<<<<

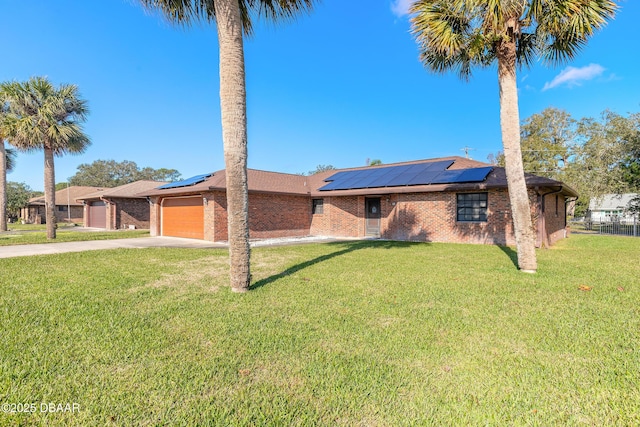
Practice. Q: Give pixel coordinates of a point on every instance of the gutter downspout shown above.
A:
(544, 240)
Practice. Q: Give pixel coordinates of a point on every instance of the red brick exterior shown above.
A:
(429, 217)
(554, 220)
(126, 212)
(35, 214)
(270, 216)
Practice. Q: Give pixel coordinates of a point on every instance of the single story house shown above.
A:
(68, 209)
(119, 207)
(610, 207)
(451, 199)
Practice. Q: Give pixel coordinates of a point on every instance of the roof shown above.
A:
(257, 180)
(282, 183)
(126, 191)
(611, 202)
(68, 196)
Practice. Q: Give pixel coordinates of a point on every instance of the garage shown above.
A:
(183, 217)
(97, 215)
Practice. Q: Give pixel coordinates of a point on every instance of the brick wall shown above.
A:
(427, 217)
(270, 216)
(36, 214)
(126, 212)
(554, 219)
(154, 216)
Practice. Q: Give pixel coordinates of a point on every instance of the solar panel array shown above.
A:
(186, 182)
(404, 175)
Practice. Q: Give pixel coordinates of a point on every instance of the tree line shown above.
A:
(594, 156)
(452, 35)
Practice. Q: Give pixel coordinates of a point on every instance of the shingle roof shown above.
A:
(611, 202)
(70, 196)
(126, 191)
(257, 180)
(275, 182)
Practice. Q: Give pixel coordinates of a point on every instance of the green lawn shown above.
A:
(347, 334)
(62, 235)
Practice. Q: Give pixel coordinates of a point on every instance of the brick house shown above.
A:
(449, 199)
(68, 209)
(119, 207)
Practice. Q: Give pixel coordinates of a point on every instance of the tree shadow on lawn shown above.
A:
(347, 247)
(511, 253)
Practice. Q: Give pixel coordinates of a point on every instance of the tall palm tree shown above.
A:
(233, 20)
(7, 162)
(43, 117)
(461, 34)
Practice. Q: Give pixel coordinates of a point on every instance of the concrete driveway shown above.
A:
(92, 245)
(147, 242)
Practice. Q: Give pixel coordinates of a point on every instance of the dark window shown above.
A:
(318, 206)
(472, 207)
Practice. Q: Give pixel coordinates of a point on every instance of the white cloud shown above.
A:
(400, 8)
(572, 76)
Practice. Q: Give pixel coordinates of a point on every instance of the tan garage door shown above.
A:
(97, 215)
(183, 217)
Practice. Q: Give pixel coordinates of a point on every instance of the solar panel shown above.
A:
(462, 175)
(476, 174)
(404, 175)
(186, 182)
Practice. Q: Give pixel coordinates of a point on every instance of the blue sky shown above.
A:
(338, 86)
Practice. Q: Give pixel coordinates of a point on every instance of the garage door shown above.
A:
(97, 215)
(183, 217)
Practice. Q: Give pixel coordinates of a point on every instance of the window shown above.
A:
(318, 206)
(472, 207)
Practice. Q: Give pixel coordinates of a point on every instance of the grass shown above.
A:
(34, 237)
(347, 334)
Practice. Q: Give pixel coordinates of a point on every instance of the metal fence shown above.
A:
(619, 228)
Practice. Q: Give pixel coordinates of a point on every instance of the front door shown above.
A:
(372, 218)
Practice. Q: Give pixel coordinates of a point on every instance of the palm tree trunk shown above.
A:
(50, 193)
(3, 187)
(234, 136)
(510, 124)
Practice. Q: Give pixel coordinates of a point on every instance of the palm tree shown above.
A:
(233, 20)
(42, 117)
(461, 34)
(7, 162)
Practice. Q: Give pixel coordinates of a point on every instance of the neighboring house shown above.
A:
(610, 207)
(119, 207)
(68, 209)
(438, 200)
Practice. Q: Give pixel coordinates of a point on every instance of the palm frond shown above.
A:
(40, 116)
(188, 12)
(566, 25)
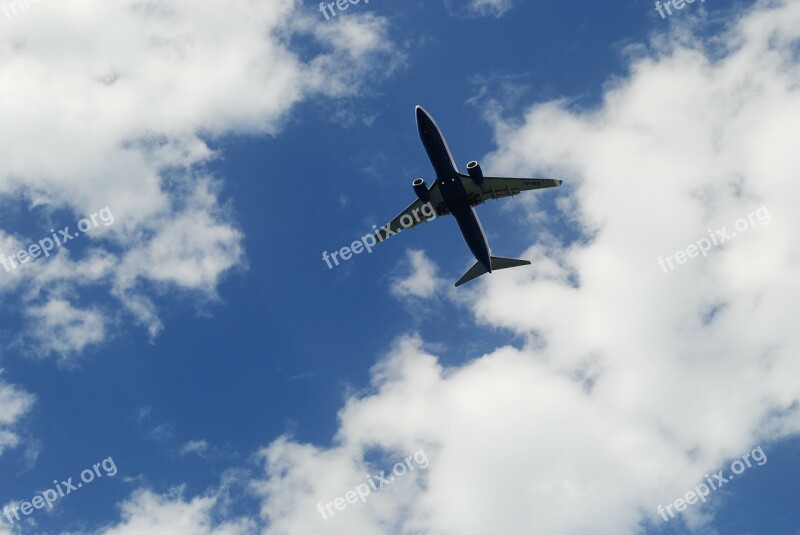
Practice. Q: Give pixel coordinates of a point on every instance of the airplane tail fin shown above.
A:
(498, 262)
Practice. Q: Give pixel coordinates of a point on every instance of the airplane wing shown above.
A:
(416, 213)
(495, 187)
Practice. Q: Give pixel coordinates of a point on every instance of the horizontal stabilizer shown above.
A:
(498, 262)
(474, 272)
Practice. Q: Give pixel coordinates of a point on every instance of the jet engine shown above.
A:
(421, 189)
(475, 172)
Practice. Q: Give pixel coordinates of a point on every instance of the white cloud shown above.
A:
(14, 404)
(199, 447)
(628, 389)
(114, 104)
(156, 514)
(480, 8)
(63, 329)
(421, 281)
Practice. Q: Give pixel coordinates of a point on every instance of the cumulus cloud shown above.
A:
(632, 383)
(421, 280)
(166, 514)
(14, 404)
(479, 8)
(119, 105)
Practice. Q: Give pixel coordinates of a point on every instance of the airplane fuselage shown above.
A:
(452, 189)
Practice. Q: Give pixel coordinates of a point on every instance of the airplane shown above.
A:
(457, 194)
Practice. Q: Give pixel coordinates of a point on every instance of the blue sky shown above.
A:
(199, 344)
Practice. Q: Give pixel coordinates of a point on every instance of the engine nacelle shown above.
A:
(421, 189)
(475, 172)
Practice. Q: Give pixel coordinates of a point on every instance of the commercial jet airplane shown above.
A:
(457, 194)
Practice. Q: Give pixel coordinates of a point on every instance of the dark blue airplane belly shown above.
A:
(473, 234)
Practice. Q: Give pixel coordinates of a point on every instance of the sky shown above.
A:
(187, 363)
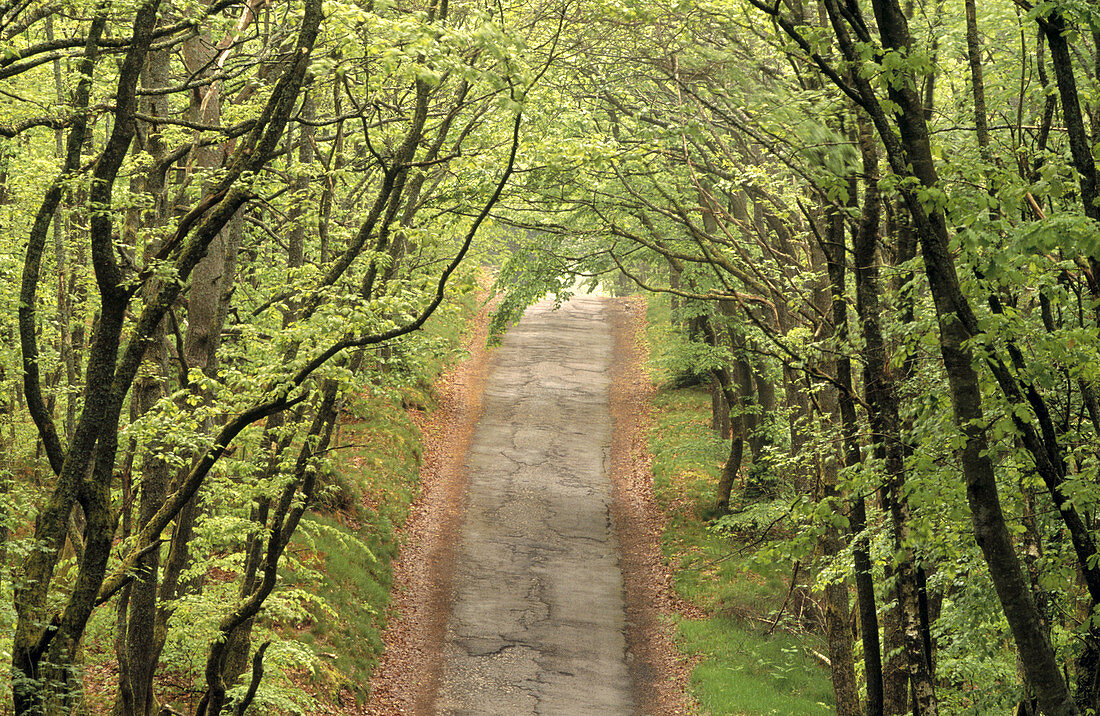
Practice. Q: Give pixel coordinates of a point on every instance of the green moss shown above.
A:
(741, 669)
(354, 539)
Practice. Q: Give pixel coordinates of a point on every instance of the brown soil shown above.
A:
(407, 678)
(659, 669)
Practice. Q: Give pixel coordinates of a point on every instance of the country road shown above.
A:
(537, 624)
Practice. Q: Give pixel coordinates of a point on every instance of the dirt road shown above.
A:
(509, 593)
(538, 618)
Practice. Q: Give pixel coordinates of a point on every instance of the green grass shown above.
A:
(352, 540)
(741, 669)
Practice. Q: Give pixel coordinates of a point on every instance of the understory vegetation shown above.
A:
(223, 224)
(757, 641)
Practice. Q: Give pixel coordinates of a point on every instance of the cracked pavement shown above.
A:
(537, 619)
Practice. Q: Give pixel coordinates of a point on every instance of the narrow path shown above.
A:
(538, 618)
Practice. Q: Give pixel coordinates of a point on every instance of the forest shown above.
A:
(875, 222)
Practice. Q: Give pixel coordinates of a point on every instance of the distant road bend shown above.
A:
(538, 619)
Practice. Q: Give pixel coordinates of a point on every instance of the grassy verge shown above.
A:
(354, 539)
(744, 665)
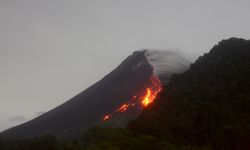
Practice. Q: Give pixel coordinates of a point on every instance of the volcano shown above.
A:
(114, 100)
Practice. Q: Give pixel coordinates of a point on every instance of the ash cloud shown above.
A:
(166, 63)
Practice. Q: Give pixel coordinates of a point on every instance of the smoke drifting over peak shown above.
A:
(166, 63)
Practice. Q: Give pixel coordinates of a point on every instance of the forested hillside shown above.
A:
(206, 107)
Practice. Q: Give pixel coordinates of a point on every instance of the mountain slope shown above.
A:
(209, 103)
(206, 107)
(89, 107)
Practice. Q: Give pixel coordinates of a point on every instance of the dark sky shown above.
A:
(51, 50)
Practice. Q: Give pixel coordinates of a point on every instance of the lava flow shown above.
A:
(143, 98)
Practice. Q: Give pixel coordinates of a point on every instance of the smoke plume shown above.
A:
(166, 63)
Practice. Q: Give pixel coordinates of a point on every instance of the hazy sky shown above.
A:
(50, 50)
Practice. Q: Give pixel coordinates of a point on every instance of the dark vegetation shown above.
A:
(206, 107)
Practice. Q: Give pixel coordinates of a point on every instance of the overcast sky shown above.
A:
(50, 50)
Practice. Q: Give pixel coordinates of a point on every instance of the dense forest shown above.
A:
(206, 107)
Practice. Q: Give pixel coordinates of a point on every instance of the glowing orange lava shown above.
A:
(143, 98)
(106, 117)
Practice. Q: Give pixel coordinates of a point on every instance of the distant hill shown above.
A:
(206, 107)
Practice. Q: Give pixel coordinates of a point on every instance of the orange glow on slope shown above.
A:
(106, 117)
(143, 98)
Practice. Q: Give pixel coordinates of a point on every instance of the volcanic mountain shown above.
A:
(114, 100)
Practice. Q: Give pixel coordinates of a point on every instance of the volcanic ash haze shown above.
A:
(132, 84)
(166, 63)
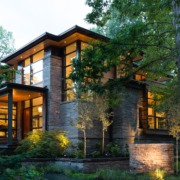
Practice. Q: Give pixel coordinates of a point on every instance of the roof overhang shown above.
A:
(47, 39)
(20, 92)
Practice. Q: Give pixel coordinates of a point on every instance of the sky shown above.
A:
(28, 19)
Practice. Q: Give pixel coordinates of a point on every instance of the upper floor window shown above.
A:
(32, 70)
(70, 54)
(155, 120)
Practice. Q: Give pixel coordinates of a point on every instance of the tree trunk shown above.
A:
(84, 143)
(176, 22)
(177, 154)
(102, 141)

>>>>

■ Problem
Copy out each line in the preceding records that contains "engine".

■ Exercise result
Practice. Q: Give pixel coordinates of a point on every instance of the jet engine shown above.
Practice. Q: Give pixel coordinates of a point on every instance of the engine nacelle shown above.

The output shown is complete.